GIVEN TEXT

--- START ---

Abstract
Objective:
In procuring a CT scanner for orthopaedic imaging, the ability of the scanner to cope with metal artefacts for visualising bone and bone lesions around orthopaedic implants is an important feature. A durable and easily transportable CT phantom would help to compare this feature between CT scanners.The aims of this study were to develop a CT phantom that is easy to build, easily transportable, stable over time, cheap and challenging CT scanner performance.
Methods:
A CT phantom resembling a femur and tibia with a total knee replacement was constructed from spare components of a knee replacement, wall filler and polystyrene. A number of plastic strips and cylinders were placed between metal implant and bone substitute during construction to act as “bone lesions”. The phantom was fixed in a watertight acrylic box with epoxy resin.
Results:
The total manufacturing time was below 3 h staggered over several days and the total cost was below £50. When empty, the phantom is easily transportable. The box can be filled with water on site visits ensuring a reproducible attenuation. This phantom is stable (i.e. not affected by decay of biological tissue).
Conclusion:
The phantom was easy to construct and is well transportable and stable in time. The phantom can be used in a procurement process allowing direct comparison of different scanners regarding technical factors and software performance. It can further be used for quality assurance, scan parameter optimisation and research. We conclude that a simple and transportable CT phantom can be built using few resources that allows to compare CT scanners with respect to their ability to visualise bone lesions around metal implants.

--- END ---

SUPPLIED INFORMATION

--- START ---

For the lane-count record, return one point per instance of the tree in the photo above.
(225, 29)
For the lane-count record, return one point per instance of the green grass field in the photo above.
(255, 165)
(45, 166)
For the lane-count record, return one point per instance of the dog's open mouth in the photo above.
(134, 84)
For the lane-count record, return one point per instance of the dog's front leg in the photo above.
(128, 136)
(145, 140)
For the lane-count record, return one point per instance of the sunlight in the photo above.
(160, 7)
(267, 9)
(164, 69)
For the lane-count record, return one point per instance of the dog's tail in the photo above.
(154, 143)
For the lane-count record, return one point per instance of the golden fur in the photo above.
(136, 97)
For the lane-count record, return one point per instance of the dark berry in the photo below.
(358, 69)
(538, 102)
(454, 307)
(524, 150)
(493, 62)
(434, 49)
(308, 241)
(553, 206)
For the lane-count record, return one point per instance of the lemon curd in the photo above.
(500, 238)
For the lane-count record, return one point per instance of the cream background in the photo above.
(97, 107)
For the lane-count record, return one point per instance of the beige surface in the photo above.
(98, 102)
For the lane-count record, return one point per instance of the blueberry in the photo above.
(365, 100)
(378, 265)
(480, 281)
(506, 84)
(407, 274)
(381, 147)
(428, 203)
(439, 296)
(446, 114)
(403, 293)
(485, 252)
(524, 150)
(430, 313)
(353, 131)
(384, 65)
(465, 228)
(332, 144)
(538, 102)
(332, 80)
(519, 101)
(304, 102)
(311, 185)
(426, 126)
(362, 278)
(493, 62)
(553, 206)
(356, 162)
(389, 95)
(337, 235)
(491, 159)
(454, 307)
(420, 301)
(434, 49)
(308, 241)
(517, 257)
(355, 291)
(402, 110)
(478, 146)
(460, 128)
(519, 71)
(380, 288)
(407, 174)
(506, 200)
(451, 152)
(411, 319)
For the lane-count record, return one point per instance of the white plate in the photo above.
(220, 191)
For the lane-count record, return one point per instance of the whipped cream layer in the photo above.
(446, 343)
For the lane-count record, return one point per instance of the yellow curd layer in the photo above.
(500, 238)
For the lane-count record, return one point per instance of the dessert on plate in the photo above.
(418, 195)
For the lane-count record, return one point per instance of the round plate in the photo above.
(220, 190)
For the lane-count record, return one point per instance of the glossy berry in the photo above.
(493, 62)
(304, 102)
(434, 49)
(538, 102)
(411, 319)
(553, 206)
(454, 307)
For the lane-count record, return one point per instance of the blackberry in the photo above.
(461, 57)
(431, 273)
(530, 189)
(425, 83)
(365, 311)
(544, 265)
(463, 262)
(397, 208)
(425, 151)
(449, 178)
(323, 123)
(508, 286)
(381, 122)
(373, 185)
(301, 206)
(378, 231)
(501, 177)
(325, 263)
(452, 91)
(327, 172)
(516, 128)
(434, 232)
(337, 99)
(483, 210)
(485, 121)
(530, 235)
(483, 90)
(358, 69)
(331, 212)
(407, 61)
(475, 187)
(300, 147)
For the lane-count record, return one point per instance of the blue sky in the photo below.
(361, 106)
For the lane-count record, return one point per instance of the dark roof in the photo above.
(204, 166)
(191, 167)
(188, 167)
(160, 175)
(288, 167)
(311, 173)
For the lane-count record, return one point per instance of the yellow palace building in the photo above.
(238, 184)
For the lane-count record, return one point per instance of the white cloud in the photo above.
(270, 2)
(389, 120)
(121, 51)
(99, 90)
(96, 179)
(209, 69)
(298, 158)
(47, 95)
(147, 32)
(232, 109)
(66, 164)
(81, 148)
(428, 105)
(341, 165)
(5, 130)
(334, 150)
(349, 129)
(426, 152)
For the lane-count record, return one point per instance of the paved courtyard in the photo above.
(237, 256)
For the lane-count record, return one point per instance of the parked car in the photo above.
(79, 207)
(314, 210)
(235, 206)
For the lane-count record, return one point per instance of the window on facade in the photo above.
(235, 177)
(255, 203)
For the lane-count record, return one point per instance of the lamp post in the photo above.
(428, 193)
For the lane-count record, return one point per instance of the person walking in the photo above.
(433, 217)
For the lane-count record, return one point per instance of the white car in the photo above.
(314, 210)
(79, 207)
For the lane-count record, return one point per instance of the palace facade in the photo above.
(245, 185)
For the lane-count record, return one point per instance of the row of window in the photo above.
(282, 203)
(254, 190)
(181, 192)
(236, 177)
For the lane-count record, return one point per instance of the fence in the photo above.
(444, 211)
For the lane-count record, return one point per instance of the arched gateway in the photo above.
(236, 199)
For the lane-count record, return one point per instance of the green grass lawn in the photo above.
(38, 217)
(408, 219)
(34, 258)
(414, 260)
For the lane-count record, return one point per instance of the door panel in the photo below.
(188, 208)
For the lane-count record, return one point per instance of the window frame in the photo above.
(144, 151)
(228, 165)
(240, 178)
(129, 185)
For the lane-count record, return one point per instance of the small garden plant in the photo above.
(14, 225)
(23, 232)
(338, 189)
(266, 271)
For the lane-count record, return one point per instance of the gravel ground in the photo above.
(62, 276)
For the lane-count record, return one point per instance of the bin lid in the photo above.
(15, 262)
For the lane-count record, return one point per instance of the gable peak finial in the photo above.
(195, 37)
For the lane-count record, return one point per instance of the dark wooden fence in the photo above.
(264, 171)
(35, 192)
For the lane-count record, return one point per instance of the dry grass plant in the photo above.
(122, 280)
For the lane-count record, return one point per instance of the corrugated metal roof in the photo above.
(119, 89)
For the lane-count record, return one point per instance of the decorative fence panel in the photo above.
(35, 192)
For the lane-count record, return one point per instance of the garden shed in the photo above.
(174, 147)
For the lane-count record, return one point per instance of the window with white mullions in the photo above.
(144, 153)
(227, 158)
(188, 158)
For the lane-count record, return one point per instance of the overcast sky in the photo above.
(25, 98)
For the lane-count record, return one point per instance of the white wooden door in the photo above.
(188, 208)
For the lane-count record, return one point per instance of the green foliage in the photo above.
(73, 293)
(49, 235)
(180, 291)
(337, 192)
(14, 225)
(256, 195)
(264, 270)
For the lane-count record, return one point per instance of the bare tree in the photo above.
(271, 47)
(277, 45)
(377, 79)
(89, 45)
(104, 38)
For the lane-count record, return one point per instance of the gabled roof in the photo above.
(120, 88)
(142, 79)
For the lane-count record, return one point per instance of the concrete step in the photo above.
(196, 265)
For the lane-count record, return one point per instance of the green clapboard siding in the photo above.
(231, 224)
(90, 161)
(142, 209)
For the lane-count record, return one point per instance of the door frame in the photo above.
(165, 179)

--- END ---

WORK INSTRUCTIONS
1. Answer these questions using the CT phantom abstract, one line each:
(a) What was the phantom built from?
(b) What was the total cost of making it?
(c) What can the box be filled with on site visits?
2. Resume the CT phantom abstract after its final sentence.

OUTPUTS FOR THE TASKS
1.
(a) Spare components of a knee replacement, wall filler and polystyrene.
(b) Below £50.
(c) Water.

2.
Advances in knowledge:
It is possible to build a CT knee replacement phantom in a few hours and for less than £50. Other than the total knee implant, this CT phantom can be built with material available from any DIY store and simple tools. This CT phantoms allows objective comparisons in CT procurement. This CT phantom allows objective assessment of imaging protocols for clinical practice.
Introduction
There are many uses for phantoms in radiology, such as quality assurance of CT scanners, assessment of imaging equipment or assessment of different imaging protocols. Commercially built CT phantoms are usually pricey and off the peg solutions do not always meet the individual needs of a user.
The authors of this article wanted to assess the performance of different CT scanners for orthopaedic imaging as part of a procurement process. An important aspect in this context is the ability of the scanner to image the bone around metallic joint replacements in order to assess if bone loss is present.1–3 Such bone loss can be localised, in the form of scalloping, or can be linear, more evenly distributed around the implant.4 Typically, the areas of bone loss are filled with soft tissue, rich in macrophages The attenuation value of such tissue is much lower than bone, around 0–100 HU.5 Imaging such defects is prone to metal artefacts, and manufacturers of scanners have implemented various algorithms to reduce such artefacts. In particular, the advent of iterative reconstruction algorithms have led to an improved image quality and artefact reduction compared to filtered back projection.6,7 In order to make objective assessments of the scanner’s and software’s ability to image bone defects around implants, independent of manufacturer-provided imaging examples, ideally the same item should be scanned on all CT scanners to be assessed. Obviously, it would be unethical to scan a human volunteer.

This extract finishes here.